--- Start TEXT EXTRACT ---

These claims aged poorly.
The lies and distortions by the hatchet men at Fusion GPS.
WaPo media critic: Madcow has a lot to answer for with Steele dossier obsession.
But then,
so does the Washington Post.
Glenn Simpson and Peter Fritsch tried to keep the American people in the dark as long as possible. For most of 2017, the founders of Fusion GPS hid the truth about the origins of their now-infamous dossier on President Trump. The real story behind their fight to keep its partisan funding a secret is very different from the version the journalists-for-rent tell.
They smear Sen. Chuck Grassley, who was chairman of the Senate Judiciary Committee. Then they paint themselves as victims of “ruthlessly partisan” McCarthyite tactics. The irony is rich, given that these former journalists collected a million bucks from one political party to accuse the other of acting as agents of Russia.
The dossier they peddled ignited hysteria about alleged traitors in our government more than anything else has since Joe McCarthy’s
Enemies from Within speech nearly 70 years ago. Unlike traditional opposition research, the dossier relied on anonymous foreign sources to allege an international criminal conspiracy between the Trump campaign and the Russian government. Two independent reviews have since gutted its sensational claims.

--- End TEXT EXTRACT ---
--- Start RECORDS ---

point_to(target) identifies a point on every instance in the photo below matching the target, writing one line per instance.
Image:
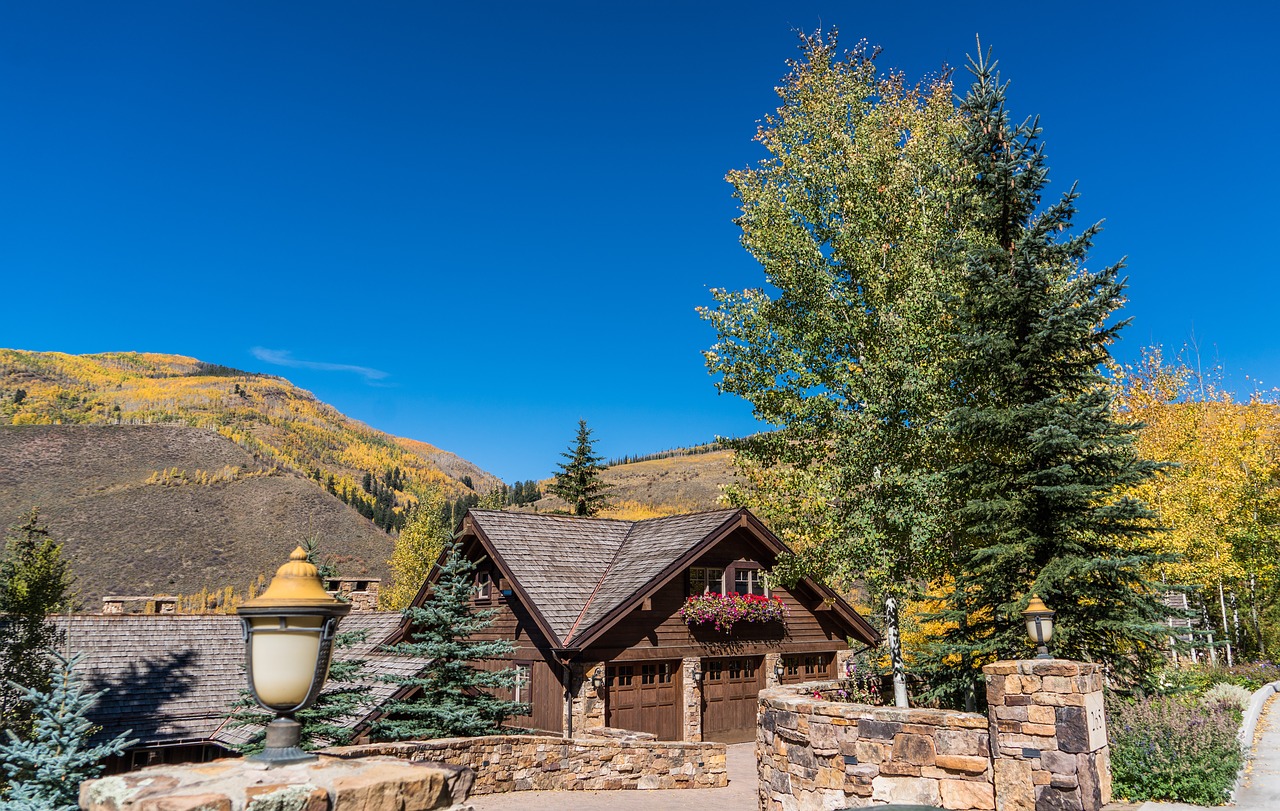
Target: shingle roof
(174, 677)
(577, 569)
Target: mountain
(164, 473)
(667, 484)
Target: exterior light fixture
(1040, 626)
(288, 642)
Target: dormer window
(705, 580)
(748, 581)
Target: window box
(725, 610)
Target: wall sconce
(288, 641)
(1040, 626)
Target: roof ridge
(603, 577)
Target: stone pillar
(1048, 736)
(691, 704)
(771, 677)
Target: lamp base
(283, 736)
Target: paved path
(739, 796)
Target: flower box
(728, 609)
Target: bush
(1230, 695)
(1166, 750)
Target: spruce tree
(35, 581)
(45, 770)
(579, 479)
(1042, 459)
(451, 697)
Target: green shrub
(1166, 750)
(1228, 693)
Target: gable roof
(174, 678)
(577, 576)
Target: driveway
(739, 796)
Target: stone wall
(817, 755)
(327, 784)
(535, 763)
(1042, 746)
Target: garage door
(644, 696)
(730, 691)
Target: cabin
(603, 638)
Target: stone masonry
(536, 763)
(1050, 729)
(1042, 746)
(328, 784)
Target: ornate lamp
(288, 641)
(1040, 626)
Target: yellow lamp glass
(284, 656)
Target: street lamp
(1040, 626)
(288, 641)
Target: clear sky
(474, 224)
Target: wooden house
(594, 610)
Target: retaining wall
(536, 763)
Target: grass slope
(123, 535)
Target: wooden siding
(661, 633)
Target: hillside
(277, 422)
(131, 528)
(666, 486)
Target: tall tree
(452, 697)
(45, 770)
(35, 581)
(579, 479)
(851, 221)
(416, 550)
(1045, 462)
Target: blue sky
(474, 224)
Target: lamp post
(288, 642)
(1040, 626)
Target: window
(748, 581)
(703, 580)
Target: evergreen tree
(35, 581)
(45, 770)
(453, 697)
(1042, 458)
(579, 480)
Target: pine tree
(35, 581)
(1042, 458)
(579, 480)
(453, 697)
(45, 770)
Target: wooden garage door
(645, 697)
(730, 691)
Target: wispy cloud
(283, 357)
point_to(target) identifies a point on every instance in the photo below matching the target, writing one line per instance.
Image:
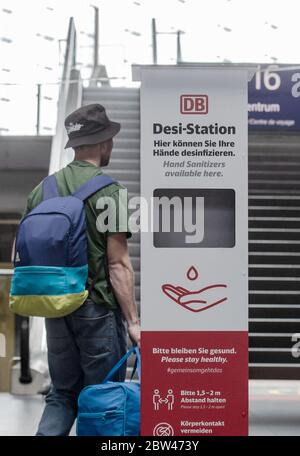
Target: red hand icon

--- End RECORDS ---

REQUIRED TASKS
**a)** List every person the text on Fusion GPS names with both a first and a last name.
**b)** Using the text on Fusion GPS, decide whether each statement agrees with it. Answer yes or no, and quote the deciding words.
(i) Chuck Grassley was chairman of the Senate Judiciary Committee.
(ii) The founders of Fusion GPS collected money from both political parties.
(iii) McCarthy's Enemies from Within speech was given about 50 years ago.
**c)** Copy the passage of the text on Fusion GPS that falls between "The lies and" and "agents of Russia.", inclusive.

WORKED SOLUTIONS
**a)**
- Glenn Simpson
- Peter Fritsch
- Chuck Grassley
- Joe McCarthy

**b)**
(i) Yes: "who was chairman of the Senate Judiciary Committee"
(ii) No: "collected a million bucks from one political party to accuse the other"
(iii) No: "Enemies from Within speech nearly 70 years ago"

**c)**
The lies and distortions by the hatchet men at Fusion GPS.
WaPo media critic: Madcow has a lot to answer for with Steele dossier obsession.
But then,
so does the Washington Post.
Glenn Simpson and Peter Fritsch tried to keep the American people in the dark as long as possible. For most of 2017, the founders of Fusion GPS hid the truth about the origins of their now-infamous dossier on President Trump. The real story behind their fight to keep its partisan funding a secret is very different from the version the journalists-for-rent tell.
They smear Sen. Chuck Grassley, who was chairman of the Senate Judiciary Committee. Then they paint themselves as victims of “ruthlessly partisan” McCarthyite tactics. The irony is rich, given that these former journalists collected a million bucks from one political party to accuse the other of acting as agents of Russia.